_Exercise instructions_.
1. What makes up the public key in the RSA notes?
2. In the rows further down, repeat word for word the lines starting with the line containing "Note: we are tagging the white window" and going on through the line containing "[(318, 385), (384, 377), (290, 388)]".

_Document segment_.
━━━━━━━━━━

Higher computational and storage requirements
Longer keys
Easy for PCs, harder for embedded systems

RSA

l-bit RSA
Pick secret primes p,q, each about ^l/₂ size
n = p * q
Pick public exponent e
Public key: (n, e)
Private Key: (p, q, d) where d = e^-1 mod 𝜙(n)
Encrypt x: y = x^e mod n
Decrypt y: x = y^d mod n

Long-Number Arithmetic

Required for computations with numbers > width w of a single CPU register

Number Representation

With a processor with w-bit registers, given an l-bit number u, we store the number in k = ceiling(^l/_w)
Example:
- Take 12345678 in binary this is a 24-bit number u = (101111000110000101001110)₂
- We have a CPU with 5-bit registers
- ceil(24/5) = 5
- u = (01011 11000 11000 01010 01110)_2⁵ (added a leading zero)

━━━━━━━━━━

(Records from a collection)
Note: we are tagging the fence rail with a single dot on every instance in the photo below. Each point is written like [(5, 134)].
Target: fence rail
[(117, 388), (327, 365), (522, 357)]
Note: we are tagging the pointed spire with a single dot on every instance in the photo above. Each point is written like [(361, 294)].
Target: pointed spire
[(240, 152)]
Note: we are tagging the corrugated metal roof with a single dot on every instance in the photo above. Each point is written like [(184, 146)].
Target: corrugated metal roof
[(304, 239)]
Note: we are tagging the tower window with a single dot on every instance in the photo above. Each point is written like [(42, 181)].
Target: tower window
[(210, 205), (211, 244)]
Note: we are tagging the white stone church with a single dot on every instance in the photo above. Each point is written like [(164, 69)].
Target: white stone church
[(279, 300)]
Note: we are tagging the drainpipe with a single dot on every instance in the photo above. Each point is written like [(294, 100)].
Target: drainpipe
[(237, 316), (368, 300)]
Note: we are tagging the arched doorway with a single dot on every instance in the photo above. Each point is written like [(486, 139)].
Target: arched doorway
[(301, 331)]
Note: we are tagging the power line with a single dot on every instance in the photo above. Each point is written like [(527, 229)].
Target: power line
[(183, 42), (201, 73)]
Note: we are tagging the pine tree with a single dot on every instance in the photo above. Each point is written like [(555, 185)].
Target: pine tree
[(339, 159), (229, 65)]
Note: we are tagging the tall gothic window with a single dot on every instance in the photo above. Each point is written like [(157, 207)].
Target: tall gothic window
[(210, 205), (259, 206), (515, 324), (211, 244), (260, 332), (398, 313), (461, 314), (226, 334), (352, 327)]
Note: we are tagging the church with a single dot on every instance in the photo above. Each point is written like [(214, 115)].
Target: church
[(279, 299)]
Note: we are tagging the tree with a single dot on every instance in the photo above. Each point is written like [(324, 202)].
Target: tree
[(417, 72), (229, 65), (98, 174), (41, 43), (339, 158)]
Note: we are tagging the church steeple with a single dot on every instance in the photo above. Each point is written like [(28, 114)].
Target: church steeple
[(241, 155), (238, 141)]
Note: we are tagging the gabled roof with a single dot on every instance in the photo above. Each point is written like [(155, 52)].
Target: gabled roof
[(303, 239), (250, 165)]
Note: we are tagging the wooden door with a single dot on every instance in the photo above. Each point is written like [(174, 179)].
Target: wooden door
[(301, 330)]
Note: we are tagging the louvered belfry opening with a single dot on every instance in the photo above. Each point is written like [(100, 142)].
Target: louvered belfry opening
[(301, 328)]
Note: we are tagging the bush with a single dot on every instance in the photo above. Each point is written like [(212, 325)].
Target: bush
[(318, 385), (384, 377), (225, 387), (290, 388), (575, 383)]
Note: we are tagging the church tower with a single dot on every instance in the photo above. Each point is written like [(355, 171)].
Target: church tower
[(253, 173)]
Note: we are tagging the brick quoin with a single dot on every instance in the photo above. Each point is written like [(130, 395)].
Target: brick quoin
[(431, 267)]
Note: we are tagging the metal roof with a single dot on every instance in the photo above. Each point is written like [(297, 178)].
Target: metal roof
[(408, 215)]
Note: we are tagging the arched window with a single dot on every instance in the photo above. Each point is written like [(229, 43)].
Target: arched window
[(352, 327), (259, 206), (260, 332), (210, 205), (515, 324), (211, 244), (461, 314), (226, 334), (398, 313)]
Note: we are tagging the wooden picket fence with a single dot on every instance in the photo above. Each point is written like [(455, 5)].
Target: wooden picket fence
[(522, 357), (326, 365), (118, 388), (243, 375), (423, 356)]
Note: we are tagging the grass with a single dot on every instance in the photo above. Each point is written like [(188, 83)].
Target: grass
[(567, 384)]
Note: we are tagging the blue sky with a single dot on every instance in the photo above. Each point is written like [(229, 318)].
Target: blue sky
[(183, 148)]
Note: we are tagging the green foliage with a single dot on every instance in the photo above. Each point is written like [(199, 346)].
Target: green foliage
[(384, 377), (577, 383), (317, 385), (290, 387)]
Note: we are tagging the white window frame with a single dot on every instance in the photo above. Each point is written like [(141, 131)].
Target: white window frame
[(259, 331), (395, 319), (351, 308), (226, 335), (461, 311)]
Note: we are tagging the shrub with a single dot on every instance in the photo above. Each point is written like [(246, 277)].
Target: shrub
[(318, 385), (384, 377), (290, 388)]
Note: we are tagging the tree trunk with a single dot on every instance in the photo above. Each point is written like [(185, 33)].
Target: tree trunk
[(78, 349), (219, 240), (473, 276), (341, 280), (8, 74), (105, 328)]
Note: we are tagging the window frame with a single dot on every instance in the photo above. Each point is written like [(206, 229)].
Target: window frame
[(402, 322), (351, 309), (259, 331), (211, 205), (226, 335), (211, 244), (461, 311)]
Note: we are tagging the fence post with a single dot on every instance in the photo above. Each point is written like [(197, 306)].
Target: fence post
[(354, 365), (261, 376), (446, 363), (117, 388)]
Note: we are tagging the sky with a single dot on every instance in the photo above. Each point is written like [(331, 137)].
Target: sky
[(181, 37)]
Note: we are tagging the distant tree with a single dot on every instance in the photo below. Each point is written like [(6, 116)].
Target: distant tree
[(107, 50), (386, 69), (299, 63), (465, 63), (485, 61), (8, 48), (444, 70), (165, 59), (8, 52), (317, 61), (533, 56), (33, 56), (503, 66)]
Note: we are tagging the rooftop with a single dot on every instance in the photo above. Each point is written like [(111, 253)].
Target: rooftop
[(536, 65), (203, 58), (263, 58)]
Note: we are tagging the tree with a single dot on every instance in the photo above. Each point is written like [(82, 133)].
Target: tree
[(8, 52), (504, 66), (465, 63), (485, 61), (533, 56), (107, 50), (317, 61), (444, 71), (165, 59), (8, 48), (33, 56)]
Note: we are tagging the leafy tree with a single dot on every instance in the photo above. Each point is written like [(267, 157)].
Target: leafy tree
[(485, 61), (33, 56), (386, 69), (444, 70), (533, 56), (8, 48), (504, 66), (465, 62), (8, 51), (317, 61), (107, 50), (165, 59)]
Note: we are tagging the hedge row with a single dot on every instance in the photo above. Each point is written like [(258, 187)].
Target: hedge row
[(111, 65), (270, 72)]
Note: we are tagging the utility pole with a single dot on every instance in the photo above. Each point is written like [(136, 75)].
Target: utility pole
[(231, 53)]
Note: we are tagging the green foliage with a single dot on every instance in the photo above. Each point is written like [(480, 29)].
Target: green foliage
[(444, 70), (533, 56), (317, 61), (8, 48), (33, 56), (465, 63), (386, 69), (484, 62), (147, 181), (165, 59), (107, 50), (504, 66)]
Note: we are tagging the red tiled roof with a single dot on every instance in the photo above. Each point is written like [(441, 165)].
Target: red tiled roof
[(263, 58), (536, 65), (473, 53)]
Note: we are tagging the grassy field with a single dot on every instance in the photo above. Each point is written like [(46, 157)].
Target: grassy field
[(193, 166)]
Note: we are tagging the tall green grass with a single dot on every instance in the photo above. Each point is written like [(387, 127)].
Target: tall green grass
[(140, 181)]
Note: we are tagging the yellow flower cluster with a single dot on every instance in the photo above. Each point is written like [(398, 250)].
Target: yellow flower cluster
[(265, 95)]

━━━━━━━━━━

_Results in order_.
1. The public key is the pair (n, e).

2.
Note: we are tagging the white window frame with a single dot on every instance in the photo above. Each point is written like [(141, 131)].
Target: white window frame
[(259, 331), (395, 319), (351, 308), (226, 335), (461, 311)]
Note: we are tagging the shrub with a single dot on every instance in the photo above. Each point is written like [(246, 277)].
Target: shrub
[(318, 385), (384, 377), (290, 388)]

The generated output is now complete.